Portrait de ce fou du bitume

Certains sont tombés dans l’athlétisme quand ils étaient petits. Ce n’est pas le cas de Philippe Morel, le nouveau champion de France du 200 km marche. Vainqueur de l’épreuve reine de la marche « grand fond », disputée les 23 et 24 mars derniers dans sa région natale de Château Thierry, ce Picard de bientôt 37 ans n’était pas prédestiné à monter, un jour, sur la plus haute marche d’un podium d’athlétisme. Enfant, il avait commencé par le football. Comme tout le monde.  
« En poussins et en pupilles, mes parents m’avaient inscrit dans une équipe de football mais j’étais vraiment nul, se souvient-il. Je n’avais pas le sens du jeu. Et j’ai rapidement arrêté le ballon rond pour m’inscrire dans un club de tennis de table. » A l’époque, ce jeune Picard originaire d’Etampes-sur-Marne suit parallèlement des études pour devenir pâtissier. A 16 ans, il commence à enfourner ses premiers gâteaux et oublie ses raquettes de ping-pong dans un placard. « Je n’avais plus le temps, explique-t-il. Je travaillais tous les week-ends et, lors des rares moments de loisirs, je préférais me reposer. J’avais encore le sport dans l’âme mais je ne pratiquais plus. ».

## DONNÉES FOURNIES

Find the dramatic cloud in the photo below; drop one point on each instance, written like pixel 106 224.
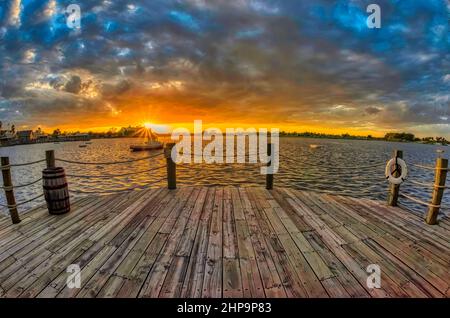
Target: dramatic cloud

## OBJECTIF DE L'EXERCICE
Rédigez la suite du portrait de Philippe Morel, champion de France du 200 km marche, en reprenant après la dernière phrase de l'extrait.

## CORRIGÉ DE L'EXERCICE
 

Arrivé à la marche par hasard

Jusqu’à ce jour de 1990 où tout bascule. Cette année-là, comme chaque année à Château Thierry, le club local organise les 200 km marche. Pour donner à l’épreuve une touche populaire, l’ACCT programme un 20 km marche ouvert aux non licenciés. Par jeu, Philippe Morel s’y inscrit. Il a alors 25 ans. Son résultat ? « Il avait fini quatrième, se souvient Claude Dogny, le président du club devenu son entraîneur. Je lui avais immédiatement demandé s’il ne voulait pas venir à deux ou trois séances d’entraînement. » Sans hésiter, Philippe Morel répond positivement et tombe amoureux de la marche.
« Quand j’étais môme, à la fin des années 70, les 200 km étaient déjà une institution à Château Thierry, se souvient ce deux-cents-bornard du pas cadencé. Je suivais les marcheurs toute la nuit sur mon vélo. Mes parents s’inquiétait mais c’était géant ! » Petit à petit, Philippe Morel se prend au jeu et commence les compétitions. En 1991, il abandonne sa pâtisserie et accepte un poste de magasinier dans une usine de la région. Ouvrier dans la journée, « Phiphi » enfile sa casquette de marcheur le soir venu. Et les résultats ne tardent pas. En 1999, il devient vice-champion de France des 200 km et se classe 9ème de Paris-Colmar. Des vraies références.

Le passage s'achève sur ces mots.